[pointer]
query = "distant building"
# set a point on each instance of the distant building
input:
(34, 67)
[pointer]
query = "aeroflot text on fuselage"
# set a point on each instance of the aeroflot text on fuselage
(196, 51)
● ● ● ● ●
• Problem requirements:
Output the material above verbatim, with every line unchanged and in its original order.

• Finished task:
[pointer]
query = "distant building"
# set a point on each instance of the distant building
input:
(34, 67)
[pointer]
query = "aeroflot text on fuselage"
# set a point on each instance of the aeroflot text on fuselage
(196, 51)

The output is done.